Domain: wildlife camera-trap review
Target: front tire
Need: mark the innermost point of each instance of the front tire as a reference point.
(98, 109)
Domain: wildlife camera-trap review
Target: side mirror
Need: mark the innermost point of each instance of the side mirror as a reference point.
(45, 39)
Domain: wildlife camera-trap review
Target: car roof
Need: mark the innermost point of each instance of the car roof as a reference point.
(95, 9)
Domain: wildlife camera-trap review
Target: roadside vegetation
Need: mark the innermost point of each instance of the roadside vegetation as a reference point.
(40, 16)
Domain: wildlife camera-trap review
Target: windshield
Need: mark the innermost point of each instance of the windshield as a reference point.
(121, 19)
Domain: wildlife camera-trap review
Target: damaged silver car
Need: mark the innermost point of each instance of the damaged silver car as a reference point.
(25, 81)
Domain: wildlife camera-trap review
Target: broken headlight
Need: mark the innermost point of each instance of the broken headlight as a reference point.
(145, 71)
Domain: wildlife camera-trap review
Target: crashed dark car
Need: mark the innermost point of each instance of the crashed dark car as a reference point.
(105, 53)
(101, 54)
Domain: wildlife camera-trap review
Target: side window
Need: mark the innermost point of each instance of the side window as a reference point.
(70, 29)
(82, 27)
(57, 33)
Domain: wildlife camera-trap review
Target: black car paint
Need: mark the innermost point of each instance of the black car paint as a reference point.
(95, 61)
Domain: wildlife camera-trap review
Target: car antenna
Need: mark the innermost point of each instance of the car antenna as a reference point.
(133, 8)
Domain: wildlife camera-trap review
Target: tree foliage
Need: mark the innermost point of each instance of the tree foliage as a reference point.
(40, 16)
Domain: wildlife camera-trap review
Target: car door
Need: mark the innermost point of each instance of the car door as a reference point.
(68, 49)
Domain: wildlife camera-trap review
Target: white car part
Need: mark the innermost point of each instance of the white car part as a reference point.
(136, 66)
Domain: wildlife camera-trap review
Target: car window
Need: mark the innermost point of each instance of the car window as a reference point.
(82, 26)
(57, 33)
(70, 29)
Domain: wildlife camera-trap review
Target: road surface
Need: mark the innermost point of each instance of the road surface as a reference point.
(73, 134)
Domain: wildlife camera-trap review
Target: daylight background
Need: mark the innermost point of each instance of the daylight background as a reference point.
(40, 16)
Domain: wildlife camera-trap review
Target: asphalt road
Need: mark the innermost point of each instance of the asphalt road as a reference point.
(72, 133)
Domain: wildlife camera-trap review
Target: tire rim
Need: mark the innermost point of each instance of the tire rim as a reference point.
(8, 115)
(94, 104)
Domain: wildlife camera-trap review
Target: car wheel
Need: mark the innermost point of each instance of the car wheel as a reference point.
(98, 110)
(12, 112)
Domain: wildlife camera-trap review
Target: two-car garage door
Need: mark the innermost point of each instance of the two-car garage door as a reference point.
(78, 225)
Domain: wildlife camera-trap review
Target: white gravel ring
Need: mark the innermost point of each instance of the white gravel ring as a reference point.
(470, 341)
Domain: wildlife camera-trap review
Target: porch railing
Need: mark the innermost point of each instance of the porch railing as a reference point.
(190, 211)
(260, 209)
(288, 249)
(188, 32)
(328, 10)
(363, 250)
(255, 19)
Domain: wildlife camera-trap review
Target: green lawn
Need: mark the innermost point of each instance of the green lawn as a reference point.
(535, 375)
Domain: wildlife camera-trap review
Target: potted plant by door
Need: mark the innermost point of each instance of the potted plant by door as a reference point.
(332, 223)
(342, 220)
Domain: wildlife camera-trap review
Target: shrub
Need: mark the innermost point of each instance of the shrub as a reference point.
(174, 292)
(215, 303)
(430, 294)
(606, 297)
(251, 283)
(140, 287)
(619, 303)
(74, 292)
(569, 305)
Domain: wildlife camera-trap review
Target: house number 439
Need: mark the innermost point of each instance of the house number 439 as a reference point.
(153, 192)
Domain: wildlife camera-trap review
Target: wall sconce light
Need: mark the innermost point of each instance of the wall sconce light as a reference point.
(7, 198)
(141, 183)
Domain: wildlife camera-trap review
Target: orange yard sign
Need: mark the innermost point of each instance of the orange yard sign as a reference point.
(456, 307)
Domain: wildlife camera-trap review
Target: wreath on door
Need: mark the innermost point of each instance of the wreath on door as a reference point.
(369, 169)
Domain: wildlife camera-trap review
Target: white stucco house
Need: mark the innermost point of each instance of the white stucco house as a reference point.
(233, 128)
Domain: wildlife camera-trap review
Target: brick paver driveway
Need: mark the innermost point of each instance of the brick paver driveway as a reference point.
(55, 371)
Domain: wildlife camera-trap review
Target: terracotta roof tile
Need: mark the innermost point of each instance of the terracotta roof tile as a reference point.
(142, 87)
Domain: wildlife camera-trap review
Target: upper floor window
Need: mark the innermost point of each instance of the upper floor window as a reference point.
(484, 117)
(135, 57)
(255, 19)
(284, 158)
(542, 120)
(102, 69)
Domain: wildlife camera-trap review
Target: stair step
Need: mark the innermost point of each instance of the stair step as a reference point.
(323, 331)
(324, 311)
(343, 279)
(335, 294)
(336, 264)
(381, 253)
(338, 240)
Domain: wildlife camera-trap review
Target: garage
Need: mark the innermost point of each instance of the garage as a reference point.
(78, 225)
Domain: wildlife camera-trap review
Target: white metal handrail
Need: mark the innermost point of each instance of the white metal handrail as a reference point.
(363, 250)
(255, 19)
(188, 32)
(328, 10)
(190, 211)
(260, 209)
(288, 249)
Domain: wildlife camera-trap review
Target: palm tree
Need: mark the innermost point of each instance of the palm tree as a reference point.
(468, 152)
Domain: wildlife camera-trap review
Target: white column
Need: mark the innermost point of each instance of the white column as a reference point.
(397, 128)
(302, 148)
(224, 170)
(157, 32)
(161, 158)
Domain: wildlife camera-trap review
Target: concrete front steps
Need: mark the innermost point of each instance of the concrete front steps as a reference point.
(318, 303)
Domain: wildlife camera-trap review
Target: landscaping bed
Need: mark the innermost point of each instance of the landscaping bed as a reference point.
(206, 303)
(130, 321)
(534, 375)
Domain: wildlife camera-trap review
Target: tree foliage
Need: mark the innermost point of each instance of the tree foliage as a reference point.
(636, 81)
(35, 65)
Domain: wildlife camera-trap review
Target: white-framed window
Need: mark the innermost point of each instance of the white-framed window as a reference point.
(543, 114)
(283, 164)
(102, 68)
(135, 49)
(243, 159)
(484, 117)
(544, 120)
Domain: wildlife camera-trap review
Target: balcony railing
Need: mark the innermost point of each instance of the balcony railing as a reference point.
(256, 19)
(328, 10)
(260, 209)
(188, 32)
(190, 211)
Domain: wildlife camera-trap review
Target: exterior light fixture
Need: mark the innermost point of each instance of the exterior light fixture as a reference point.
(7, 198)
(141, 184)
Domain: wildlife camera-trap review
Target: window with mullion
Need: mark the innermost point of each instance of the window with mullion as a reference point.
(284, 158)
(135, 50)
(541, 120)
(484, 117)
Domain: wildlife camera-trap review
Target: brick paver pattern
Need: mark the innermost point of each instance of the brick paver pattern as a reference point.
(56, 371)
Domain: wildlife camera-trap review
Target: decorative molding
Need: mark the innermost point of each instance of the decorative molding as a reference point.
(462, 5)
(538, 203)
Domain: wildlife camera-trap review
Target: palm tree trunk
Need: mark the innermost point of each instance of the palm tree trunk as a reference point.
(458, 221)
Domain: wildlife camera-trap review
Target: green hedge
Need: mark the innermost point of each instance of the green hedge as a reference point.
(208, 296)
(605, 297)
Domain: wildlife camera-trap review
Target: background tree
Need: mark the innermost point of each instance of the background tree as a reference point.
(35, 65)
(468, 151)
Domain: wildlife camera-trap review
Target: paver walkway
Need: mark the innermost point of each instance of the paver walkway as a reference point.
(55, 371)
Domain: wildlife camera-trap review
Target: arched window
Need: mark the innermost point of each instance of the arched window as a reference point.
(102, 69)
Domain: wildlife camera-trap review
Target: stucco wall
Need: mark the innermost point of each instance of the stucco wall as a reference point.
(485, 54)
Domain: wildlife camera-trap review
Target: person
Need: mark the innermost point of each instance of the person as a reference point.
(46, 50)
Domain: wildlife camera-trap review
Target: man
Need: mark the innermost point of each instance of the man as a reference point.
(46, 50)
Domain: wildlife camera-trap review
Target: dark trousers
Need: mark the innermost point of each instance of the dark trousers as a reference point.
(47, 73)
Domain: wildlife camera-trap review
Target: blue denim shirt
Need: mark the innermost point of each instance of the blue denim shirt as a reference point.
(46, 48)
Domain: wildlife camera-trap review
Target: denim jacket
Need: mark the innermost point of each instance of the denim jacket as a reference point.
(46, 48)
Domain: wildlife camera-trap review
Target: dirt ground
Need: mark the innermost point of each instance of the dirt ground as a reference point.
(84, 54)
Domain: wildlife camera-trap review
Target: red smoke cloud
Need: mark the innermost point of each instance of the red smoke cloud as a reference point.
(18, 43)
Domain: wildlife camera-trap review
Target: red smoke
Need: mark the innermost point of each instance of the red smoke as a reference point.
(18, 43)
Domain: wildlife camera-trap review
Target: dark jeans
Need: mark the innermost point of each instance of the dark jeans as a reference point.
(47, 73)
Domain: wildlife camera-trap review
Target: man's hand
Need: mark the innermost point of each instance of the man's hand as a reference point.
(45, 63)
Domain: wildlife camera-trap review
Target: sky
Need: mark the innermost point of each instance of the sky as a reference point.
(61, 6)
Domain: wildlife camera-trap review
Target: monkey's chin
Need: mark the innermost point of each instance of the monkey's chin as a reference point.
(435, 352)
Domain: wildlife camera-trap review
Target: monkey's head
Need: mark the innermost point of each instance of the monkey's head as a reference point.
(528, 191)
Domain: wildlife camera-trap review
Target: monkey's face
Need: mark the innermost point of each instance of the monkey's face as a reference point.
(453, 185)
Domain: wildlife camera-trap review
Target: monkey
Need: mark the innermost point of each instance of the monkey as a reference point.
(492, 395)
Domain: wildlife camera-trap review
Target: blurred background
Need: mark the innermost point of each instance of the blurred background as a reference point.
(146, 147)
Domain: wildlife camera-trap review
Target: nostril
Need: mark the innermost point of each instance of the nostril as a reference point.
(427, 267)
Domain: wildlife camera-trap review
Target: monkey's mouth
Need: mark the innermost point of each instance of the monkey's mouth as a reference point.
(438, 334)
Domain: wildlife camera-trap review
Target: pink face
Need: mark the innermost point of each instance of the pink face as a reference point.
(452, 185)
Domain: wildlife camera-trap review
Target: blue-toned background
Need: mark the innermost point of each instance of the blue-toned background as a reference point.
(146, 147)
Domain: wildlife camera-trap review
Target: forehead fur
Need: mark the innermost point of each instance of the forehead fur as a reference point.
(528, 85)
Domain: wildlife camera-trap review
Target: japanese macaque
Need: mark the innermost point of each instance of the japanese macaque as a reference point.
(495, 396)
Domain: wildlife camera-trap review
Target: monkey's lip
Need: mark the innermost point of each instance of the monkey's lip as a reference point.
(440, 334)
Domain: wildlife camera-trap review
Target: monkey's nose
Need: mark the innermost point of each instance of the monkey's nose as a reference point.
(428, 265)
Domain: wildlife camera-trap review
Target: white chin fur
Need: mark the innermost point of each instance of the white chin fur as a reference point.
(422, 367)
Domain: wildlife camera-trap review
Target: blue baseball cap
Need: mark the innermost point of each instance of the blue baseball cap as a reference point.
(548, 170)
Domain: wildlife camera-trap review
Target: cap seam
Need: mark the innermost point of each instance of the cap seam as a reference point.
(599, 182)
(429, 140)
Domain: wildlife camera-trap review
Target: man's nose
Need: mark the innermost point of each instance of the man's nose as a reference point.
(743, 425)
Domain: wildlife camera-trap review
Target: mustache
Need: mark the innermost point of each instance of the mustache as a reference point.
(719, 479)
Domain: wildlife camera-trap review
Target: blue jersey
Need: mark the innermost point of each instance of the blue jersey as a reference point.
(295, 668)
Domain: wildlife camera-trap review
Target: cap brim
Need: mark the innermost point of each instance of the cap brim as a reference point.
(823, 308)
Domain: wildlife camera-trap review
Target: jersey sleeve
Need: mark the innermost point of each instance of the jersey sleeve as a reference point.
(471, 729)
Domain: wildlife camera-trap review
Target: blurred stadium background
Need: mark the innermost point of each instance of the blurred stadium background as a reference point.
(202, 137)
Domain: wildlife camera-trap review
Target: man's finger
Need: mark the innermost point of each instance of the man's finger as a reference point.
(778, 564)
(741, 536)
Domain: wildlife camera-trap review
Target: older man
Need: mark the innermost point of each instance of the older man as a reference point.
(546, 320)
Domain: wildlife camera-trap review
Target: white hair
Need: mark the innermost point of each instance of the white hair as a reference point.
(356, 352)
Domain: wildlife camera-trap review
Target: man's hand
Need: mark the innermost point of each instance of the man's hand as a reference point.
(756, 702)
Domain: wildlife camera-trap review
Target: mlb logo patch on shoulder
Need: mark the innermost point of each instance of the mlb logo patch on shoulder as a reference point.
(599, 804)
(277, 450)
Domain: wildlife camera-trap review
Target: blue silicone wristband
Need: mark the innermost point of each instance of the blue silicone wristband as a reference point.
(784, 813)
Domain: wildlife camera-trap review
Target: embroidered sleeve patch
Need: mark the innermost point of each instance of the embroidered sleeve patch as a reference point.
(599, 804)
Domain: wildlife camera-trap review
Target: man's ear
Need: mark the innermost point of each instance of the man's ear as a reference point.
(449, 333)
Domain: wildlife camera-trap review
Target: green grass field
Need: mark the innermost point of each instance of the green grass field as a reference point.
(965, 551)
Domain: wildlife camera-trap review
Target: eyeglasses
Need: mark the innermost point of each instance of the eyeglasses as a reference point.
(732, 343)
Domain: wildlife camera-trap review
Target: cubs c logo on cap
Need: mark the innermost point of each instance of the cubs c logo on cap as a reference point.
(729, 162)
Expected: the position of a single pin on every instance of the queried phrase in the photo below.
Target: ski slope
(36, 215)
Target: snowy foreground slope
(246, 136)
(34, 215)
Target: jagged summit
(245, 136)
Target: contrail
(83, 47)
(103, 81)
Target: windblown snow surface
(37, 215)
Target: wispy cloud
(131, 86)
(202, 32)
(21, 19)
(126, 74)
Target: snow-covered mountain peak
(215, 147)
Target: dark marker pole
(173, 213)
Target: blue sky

Task requirements ->
Using the records above, write out exactly the lines from the one containing "Need: mark the innermost point of each instance of the cubs" through the last, and add nothing.

Written answer ->
Need: mark the innermost point of each instance of the cubs c logo on cap as a reference point.
(729, 162)
Expected: the position of a single pin on every instance of the queried phrase in the photo below.
Target: ski slope
(36, 215)
Target: snowy foreground slope
(246, 136)
(34, 215)
Target: jagged summit
(245, 136)
Target: contrail
(83, 47)
(103, 81)
Target: windblown snow surface
(37, 215)
Target: wispy cloud
(131, 86)
(202, 32)
(21, 19)
(126, 74)
Target: snow-covered mountain peak
(215, 147)
Target: dark marker pole
(173, 213)
Target: blue sky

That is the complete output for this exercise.